• **Exercise brief**: All lines between the one holding "Can you see the cheek?" and the end of the material below, both ends included, should be restated exactly.
:::
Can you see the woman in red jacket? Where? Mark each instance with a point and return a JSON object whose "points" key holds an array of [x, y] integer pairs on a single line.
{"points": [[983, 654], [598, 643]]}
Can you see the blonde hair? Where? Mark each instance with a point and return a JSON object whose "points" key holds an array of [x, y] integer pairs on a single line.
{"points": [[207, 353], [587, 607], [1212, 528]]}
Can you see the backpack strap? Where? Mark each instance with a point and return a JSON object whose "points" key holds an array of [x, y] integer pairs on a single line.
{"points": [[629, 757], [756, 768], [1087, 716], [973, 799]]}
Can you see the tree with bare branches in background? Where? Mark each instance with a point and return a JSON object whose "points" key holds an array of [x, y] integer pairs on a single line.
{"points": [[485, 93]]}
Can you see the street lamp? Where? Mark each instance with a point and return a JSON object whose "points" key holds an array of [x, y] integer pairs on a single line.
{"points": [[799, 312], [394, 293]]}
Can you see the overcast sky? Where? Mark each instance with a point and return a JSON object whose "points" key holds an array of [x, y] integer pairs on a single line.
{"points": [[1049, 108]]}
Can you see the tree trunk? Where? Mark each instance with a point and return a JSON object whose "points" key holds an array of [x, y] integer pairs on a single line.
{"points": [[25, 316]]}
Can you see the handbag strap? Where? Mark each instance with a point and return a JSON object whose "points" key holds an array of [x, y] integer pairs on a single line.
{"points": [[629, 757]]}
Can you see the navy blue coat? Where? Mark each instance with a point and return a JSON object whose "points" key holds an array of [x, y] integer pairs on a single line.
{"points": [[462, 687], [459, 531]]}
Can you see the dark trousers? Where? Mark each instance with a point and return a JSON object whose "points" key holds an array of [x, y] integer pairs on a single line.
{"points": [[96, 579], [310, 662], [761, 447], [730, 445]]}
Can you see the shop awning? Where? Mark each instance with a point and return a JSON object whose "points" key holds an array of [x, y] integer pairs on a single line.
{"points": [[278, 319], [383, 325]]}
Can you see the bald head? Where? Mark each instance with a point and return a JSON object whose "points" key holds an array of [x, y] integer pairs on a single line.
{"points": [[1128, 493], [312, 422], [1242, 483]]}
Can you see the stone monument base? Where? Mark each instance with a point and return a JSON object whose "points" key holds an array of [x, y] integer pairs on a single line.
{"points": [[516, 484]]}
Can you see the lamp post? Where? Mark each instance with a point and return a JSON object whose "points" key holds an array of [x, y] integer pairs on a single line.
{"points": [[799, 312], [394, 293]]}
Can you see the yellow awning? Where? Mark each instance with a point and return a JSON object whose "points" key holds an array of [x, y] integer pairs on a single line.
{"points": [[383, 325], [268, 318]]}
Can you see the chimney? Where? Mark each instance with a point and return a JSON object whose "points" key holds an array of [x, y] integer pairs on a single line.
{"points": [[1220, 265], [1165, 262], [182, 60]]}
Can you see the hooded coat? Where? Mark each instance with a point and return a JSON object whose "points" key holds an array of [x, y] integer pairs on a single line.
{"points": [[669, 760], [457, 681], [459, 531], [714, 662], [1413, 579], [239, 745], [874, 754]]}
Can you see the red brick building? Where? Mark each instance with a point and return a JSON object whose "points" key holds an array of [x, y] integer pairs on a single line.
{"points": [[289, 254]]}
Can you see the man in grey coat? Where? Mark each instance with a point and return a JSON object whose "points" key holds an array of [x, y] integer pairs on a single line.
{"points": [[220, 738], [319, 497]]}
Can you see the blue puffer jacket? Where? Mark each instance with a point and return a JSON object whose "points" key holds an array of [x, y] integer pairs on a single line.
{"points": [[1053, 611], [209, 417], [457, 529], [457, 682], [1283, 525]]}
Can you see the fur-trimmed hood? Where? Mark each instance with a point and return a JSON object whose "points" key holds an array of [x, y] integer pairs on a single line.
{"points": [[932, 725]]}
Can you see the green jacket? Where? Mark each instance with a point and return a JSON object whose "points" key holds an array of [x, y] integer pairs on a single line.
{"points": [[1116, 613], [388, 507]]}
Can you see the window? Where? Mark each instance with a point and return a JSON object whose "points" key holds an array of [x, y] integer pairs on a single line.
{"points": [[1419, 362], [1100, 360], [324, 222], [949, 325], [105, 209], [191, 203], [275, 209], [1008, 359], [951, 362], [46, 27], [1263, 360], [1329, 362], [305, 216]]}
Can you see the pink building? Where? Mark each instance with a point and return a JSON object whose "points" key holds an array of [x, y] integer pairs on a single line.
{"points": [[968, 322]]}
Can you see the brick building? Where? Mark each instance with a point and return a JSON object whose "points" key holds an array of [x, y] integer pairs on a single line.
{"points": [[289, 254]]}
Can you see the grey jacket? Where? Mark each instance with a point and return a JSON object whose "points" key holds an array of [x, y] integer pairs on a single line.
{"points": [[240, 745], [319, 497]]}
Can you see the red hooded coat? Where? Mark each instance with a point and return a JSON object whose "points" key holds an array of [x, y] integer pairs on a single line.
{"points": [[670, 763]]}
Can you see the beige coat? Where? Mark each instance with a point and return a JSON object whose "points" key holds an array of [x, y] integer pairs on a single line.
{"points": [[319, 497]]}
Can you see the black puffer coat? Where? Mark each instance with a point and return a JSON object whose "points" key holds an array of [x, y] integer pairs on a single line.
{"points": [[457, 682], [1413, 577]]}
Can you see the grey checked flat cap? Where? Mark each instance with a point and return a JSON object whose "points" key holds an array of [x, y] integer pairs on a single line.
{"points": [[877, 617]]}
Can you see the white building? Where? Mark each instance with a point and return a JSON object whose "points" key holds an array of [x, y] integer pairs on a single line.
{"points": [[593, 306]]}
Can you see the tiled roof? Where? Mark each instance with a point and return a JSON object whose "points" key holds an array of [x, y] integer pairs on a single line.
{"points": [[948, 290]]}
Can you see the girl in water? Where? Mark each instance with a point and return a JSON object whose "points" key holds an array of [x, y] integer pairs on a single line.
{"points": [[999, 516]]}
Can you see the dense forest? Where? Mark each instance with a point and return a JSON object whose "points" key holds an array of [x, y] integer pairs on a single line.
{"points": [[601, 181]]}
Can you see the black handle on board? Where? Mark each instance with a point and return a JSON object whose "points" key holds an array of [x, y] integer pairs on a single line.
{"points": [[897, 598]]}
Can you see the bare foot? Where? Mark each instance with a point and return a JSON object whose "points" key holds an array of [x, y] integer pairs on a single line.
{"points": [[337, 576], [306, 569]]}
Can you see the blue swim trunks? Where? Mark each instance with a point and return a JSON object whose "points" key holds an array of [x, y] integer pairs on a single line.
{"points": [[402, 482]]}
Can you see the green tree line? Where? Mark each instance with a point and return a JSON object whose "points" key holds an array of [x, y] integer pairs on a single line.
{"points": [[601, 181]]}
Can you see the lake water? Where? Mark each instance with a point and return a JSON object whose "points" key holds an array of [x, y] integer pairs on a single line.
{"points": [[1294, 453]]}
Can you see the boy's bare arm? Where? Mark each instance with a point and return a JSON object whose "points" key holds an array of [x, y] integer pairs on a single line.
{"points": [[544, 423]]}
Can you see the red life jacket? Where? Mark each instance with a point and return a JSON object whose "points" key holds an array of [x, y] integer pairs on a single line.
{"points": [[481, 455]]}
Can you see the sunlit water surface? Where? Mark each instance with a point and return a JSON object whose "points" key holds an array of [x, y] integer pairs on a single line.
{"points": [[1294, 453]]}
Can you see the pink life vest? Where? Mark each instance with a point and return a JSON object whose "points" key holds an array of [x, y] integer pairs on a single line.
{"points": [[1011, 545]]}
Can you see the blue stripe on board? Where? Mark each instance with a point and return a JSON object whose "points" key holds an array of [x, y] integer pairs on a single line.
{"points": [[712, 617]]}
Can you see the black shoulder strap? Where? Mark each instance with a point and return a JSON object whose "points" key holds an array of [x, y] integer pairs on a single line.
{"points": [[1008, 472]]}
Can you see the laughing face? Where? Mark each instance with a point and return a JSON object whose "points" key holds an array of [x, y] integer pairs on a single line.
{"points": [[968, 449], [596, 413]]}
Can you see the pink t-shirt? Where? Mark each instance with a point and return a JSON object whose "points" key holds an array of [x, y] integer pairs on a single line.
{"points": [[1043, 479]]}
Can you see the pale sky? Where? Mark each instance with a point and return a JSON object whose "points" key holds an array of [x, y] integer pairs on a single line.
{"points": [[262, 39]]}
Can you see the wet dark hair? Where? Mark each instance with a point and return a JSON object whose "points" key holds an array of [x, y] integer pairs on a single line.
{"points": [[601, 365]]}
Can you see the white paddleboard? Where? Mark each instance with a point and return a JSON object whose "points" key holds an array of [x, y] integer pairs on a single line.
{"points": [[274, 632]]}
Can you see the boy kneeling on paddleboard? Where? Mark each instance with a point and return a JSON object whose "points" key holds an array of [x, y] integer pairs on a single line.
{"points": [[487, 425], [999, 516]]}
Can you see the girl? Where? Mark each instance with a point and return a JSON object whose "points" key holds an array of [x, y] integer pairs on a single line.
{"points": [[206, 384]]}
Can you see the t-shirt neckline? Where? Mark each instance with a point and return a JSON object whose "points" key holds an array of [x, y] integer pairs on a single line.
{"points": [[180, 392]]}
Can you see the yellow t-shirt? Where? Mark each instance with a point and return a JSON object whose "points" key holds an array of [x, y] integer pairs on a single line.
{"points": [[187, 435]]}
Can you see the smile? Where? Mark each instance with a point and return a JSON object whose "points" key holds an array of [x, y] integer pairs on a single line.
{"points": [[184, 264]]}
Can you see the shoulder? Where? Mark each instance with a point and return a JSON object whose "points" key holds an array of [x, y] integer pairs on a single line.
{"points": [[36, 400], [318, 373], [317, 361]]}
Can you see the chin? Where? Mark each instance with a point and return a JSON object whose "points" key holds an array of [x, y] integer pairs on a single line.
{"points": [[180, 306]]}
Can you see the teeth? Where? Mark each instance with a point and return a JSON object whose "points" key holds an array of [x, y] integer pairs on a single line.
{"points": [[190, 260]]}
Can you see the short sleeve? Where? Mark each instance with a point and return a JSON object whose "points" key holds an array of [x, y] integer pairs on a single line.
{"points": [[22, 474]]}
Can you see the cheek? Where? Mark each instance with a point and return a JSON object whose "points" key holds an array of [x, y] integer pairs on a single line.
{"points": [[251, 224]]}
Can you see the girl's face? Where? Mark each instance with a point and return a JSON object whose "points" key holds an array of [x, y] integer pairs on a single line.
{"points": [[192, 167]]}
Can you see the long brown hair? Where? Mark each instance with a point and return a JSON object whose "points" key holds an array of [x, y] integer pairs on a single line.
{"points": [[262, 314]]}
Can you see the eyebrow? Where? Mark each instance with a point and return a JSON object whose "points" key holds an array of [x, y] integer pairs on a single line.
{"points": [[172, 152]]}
:::
• **Answer section**:
Can you see the cheek? Where? Mark each instance with a point and return a JSON object whose "points" key holds an array of [x, y] integer pairs on a single line.
{"points": [[251, 224]]}
Can you see the girl's face? Where? Mark each instance with a point and return a JSON object whose "points" key holds an array of [x, y] integer pairs on a single line.
{"points": [[192, 167]]}
Can you see the long brown hair? Where? Mark each instance with a point and return a JSON object whose "points" key holds an array of [x, y] integer pairs on a single line.
{"points": [[262, 314]]}
Can you see the eyebrow? Where? Mark each instance with a point and return a JSON object whose "points" key holds an array of [x, y] integer pairs on a single line.
{"points": [[172, 152]]}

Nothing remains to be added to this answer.